🏃🏻♂️🏃🏻♂️ Buongiorno a tutte e tutti.
Un po’ in controtendenza rispetto a tante colleghe e colleghi, che hanno (saggiamente, credo) fatto riposare le loro newsletter per qualche giorno, ho provato a trovare qualcosa da scrivere anche la vigilia di Natale.
Sarò breve: la tre giorni di luculliani banchetti, i tour de force mangerecci, le visite ai parenti, i presepi viventi, babbi natale, Una poltrona per due, le luminarie a forma di Nostro Signore, «Siamo tutti più buoni», Michael Bublé sta per avere inizio. E più che leggere i miei elenchi da Ministro dei Trasporti di Stato europeo a caso - o à la Alberto Arbasino (see te piacerebbe) - ci sono cose più importanti da fare.
Il tempo per leggere le newsletter - giustamente - diminuisce.
E allora, vado subito al punto.
I miei regali di Natale
Da ormai due anni, una delle corse più belle dell’anno è quella della Viglia.
Sarà che torno in campagna, in Romagna, dopo Novembre e Dicembre lunghissimi passati in una Milano climaticamente ostile e patinata dal legame tra smog e umidità, ed è la prima vera corsa dopo essere rincasato: fatto sta che ormai è un rituale chiamare i miei amici Elvio e Pio (podisti di tutto rispetto, un maratoneta e un ciclista/trail runner/arrampicatore/boxer) e uscire a fare una sgambata di distanza non inferiore ai quindici kilometri.
È una corsa bellissima, fatta di chiacchiere e risate: completamente distaccata dalle nozioni di passo al kilometro, performance, velocità. Goduriosa: è questa la parola più esatta che riesco a trovare per descrivere questa corsa.

-*-

**COSA FARE:**
Elenca le nozioni da cui, secondo il brano sulla corsa della Vigilia, quella corsa è completamente distaccata.

**VOCI FORNITE:**
-*-

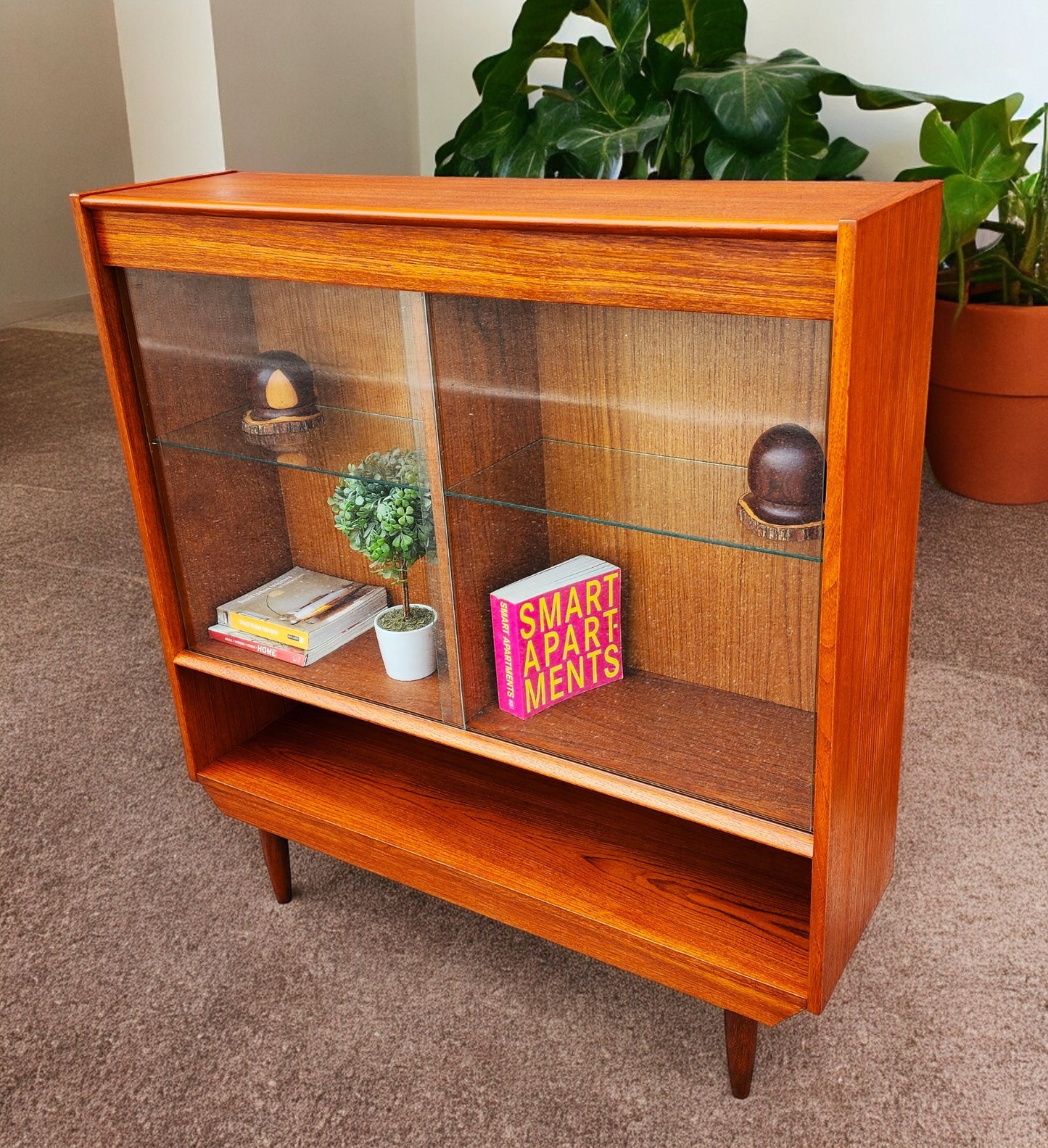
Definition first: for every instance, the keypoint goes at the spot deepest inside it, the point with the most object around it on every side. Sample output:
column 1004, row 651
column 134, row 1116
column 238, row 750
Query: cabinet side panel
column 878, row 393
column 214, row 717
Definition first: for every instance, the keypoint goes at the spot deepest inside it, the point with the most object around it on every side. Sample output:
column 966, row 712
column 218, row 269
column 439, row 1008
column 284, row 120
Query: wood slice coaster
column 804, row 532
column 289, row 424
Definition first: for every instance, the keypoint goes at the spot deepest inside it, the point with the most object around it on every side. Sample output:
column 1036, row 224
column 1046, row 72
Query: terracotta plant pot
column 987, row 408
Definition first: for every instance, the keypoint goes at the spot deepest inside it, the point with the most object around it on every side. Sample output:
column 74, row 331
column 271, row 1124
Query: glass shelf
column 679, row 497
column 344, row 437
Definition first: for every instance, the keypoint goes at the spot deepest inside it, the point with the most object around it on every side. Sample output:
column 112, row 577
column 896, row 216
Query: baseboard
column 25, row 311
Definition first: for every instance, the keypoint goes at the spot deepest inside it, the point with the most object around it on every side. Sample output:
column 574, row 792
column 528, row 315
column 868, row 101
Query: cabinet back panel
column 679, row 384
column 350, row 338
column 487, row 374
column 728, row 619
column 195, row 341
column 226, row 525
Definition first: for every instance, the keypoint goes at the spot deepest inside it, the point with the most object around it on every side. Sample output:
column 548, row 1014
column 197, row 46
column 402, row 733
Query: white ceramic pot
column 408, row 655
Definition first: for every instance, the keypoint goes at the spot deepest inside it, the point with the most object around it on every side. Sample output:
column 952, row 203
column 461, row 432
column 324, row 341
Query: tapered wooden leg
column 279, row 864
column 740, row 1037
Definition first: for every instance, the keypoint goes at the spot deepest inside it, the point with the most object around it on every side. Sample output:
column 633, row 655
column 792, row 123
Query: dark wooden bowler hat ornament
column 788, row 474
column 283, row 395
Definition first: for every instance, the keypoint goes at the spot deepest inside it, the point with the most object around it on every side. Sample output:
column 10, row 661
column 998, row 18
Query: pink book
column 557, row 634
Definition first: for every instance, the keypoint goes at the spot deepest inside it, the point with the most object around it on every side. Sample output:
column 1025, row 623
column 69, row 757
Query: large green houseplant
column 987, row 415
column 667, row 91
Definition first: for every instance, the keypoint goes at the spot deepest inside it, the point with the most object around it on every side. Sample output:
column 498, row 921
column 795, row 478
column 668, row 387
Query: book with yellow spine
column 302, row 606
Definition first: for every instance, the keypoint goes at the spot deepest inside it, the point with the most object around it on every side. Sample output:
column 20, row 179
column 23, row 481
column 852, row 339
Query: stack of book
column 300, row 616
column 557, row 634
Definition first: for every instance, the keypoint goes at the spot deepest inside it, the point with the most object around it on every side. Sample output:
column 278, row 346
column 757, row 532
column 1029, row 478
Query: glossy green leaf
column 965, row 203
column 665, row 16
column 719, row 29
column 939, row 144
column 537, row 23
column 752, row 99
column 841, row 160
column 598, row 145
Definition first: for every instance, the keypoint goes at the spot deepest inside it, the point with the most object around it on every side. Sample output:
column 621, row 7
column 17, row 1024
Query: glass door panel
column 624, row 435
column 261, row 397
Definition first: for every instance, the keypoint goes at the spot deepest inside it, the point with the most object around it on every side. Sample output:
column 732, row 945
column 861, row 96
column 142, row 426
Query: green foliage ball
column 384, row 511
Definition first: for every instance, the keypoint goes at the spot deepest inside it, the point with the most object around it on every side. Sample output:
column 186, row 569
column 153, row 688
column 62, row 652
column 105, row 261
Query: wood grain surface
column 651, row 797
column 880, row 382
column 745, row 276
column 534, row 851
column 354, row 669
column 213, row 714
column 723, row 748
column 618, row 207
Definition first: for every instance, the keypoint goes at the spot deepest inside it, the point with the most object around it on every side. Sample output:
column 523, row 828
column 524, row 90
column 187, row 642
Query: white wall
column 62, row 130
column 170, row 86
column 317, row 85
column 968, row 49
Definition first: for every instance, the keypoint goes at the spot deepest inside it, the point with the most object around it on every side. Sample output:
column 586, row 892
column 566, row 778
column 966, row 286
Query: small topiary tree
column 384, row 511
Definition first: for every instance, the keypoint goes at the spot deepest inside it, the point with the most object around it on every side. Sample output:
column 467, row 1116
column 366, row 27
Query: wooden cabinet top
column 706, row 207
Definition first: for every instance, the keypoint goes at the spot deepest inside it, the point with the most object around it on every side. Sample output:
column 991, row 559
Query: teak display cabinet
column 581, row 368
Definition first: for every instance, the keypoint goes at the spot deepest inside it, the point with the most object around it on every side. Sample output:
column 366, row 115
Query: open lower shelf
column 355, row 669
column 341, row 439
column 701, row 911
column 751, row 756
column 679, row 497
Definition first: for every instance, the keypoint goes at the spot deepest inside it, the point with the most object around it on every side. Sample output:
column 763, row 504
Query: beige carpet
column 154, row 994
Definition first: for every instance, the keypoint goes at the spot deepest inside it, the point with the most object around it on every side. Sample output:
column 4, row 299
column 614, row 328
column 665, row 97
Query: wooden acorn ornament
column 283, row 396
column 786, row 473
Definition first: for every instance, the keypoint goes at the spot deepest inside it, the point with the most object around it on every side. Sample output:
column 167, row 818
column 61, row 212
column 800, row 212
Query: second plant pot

-*-

**SOLUZIONE:**
- passo al kilometro
- performance
- velocità